In the material below, quote word for word the part that starts with the line containing "the woman wearing" and ends with the line containing "x=425 y=214", both lines included.

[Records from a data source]
- - - -

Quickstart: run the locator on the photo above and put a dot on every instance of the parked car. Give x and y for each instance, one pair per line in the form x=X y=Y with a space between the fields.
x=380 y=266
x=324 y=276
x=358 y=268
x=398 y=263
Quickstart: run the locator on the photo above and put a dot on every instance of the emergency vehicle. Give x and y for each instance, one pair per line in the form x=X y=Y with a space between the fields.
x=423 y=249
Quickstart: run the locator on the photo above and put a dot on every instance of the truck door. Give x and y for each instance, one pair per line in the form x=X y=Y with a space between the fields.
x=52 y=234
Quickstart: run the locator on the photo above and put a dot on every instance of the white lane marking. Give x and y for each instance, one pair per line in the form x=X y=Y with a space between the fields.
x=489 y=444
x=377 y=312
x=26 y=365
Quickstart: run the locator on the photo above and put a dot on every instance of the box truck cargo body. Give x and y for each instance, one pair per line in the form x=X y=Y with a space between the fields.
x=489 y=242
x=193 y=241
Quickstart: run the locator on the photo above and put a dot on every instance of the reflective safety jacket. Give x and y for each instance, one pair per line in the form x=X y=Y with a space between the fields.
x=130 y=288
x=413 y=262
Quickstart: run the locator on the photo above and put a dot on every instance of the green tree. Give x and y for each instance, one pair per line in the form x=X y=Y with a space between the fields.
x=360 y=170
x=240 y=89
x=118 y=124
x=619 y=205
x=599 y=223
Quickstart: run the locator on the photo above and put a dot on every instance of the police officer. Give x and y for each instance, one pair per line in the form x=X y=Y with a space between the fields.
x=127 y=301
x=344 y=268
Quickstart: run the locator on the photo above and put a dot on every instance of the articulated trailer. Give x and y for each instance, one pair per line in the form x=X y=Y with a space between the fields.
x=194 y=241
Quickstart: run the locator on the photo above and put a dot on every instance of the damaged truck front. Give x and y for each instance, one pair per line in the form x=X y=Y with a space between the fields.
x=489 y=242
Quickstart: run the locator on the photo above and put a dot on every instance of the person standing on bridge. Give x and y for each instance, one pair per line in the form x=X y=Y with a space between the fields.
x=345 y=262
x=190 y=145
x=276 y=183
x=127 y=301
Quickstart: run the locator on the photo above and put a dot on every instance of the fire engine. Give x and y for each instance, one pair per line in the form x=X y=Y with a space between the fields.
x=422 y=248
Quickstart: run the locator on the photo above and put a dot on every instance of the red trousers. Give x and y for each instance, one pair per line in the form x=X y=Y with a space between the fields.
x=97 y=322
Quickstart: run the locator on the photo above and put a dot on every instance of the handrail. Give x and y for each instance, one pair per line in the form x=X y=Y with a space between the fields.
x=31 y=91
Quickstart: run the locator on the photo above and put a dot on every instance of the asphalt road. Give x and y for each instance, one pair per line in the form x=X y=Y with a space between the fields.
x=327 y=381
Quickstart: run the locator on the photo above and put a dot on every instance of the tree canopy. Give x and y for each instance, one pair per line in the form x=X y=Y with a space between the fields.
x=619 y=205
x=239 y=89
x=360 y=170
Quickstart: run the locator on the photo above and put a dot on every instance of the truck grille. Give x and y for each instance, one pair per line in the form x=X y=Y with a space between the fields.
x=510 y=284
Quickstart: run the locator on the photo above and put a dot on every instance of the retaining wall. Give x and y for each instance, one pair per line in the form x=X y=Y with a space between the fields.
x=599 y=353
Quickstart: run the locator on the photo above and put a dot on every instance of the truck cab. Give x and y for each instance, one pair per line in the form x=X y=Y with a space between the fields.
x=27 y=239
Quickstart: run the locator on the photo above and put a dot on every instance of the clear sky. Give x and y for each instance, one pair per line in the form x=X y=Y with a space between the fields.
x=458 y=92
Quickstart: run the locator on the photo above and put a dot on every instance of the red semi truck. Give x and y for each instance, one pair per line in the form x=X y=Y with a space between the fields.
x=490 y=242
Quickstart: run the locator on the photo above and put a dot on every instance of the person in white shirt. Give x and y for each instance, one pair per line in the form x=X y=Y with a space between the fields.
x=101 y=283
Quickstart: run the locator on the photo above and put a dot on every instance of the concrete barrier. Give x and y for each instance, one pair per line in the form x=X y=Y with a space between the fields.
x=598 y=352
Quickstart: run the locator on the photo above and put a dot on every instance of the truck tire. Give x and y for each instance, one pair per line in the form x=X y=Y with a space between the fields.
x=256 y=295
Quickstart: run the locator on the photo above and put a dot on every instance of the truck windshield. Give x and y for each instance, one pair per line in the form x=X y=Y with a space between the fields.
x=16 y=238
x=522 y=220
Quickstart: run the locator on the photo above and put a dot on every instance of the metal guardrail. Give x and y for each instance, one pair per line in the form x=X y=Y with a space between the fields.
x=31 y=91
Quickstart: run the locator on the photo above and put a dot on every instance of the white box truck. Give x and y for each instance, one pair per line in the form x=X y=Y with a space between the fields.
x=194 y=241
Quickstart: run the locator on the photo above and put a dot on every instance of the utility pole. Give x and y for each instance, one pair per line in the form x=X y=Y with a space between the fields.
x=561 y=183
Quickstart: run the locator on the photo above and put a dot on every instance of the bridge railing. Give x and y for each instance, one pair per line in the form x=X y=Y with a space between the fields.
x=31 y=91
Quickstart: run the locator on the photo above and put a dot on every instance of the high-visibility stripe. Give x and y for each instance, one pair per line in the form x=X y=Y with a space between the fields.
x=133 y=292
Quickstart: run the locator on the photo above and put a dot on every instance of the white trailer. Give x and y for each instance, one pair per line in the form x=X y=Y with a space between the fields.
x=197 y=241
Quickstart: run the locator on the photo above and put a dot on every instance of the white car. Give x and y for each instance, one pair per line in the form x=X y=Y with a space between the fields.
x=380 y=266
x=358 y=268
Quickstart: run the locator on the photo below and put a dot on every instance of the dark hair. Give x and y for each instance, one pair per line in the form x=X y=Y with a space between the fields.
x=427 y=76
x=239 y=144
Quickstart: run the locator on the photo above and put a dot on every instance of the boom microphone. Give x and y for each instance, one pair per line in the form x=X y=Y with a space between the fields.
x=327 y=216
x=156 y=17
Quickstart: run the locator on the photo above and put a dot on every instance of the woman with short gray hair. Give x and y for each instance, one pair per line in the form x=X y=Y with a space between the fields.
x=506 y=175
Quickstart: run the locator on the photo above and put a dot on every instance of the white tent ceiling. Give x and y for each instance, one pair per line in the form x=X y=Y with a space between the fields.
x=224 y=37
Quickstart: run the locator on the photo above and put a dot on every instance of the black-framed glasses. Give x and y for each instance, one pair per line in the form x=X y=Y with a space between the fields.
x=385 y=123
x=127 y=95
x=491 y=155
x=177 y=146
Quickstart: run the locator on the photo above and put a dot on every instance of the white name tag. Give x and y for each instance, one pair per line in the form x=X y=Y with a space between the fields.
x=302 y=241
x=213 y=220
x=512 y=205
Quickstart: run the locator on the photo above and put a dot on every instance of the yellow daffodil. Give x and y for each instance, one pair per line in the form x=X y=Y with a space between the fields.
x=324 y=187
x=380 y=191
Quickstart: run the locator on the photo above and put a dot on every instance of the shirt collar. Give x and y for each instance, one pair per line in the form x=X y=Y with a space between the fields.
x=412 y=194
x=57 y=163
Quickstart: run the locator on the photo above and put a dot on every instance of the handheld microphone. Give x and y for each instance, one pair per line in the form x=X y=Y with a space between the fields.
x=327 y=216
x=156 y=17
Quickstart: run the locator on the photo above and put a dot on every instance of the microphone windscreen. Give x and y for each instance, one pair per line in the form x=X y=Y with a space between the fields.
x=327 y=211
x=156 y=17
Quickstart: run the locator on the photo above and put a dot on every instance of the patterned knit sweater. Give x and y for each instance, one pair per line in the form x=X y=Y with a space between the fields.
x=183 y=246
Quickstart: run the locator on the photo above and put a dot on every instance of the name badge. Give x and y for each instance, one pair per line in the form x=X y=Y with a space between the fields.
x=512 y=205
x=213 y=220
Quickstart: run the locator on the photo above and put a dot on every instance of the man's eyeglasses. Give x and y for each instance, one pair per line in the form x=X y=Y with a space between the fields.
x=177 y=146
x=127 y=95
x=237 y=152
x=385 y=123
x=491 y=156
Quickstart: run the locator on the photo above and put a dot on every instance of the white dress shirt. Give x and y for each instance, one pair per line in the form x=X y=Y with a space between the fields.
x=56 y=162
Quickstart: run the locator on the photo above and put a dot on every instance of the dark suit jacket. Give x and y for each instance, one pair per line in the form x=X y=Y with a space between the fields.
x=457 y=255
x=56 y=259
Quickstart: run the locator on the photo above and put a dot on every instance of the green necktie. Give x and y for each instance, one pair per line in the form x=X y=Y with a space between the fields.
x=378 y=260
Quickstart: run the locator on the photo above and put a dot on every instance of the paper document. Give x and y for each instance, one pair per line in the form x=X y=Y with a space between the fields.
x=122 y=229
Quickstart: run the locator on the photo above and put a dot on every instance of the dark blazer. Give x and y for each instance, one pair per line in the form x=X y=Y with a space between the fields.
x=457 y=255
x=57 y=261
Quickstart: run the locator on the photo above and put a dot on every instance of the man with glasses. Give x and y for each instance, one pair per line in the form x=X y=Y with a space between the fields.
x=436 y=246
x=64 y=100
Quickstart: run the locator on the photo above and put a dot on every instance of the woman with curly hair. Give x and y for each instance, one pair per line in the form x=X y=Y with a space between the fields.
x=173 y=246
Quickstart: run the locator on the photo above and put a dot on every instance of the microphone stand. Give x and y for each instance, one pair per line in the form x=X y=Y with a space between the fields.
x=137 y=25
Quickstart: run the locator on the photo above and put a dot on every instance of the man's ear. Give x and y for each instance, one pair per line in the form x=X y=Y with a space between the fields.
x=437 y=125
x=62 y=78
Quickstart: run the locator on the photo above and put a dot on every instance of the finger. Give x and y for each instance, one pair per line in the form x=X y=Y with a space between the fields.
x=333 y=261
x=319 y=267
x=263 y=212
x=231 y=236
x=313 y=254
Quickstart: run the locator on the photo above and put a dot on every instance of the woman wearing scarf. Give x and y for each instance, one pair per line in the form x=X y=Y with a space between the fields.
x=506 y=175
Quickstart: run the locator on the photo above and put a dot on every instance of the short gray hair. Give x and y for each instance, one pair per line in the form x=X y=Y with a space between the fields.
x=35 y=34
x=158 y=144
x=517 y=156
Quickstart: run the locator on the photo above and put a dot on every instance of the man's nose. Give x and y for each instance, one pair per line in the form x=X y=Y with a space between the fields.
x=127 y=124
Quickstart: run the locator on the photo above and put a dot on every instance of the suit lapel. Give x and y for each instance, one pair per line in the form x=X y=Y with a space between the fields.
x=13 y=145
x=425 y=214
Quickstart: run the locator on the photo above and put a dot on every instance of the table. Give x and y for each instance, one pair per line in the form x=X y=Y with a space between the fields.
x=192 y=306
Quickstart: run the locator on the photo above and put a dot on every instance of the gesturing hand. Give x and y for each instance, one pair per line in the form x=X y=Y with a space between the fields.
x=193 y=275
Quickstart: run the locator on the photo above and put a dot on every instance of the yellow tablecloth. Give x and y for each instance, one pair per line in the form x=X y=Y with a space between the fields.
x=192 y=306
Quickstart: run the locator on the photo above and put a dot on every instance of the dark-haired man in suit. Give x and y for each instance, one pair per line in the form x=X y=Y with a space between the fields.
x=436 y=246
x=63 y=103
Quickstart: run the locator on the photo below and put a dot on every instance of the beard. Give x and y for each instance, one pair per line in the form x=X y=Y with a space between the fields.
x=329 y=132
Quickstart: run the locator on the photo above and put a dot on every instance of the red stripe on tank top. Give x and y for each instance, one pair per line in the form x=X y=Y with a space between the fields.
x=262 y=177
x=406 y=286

- - - -

Exercise response:
Quickstart: run the locator on the photo above and put a dot on every instance of the woman wearing scarf. Give x and y for each instance, one pair per line in the form x=X y=Y with a space between the fields.
x=506 y=175
Quickstart: run the locator on the photo above and put a dot on every instance of the short gray hair. Give x and y for each instance, one pair per line in the form x=X y=Y with a space between the fields.
x=35 y=34
x=158 y=144
x=517 y=156
Quickstart: run the locator on the photo above and put a dot on every instance of the man's nose. Give x and y for each instance, one pair per line in the form x=X y=Y with a space between the fields.
x=127 y=124
Quickstart: run the locator on the photo above and put a dot on every instance of the suit lapel. Give x and y for each instance, one pair per line in the form x=X y=Y with a space between the fields.
x=13 y=145
x=425 y=214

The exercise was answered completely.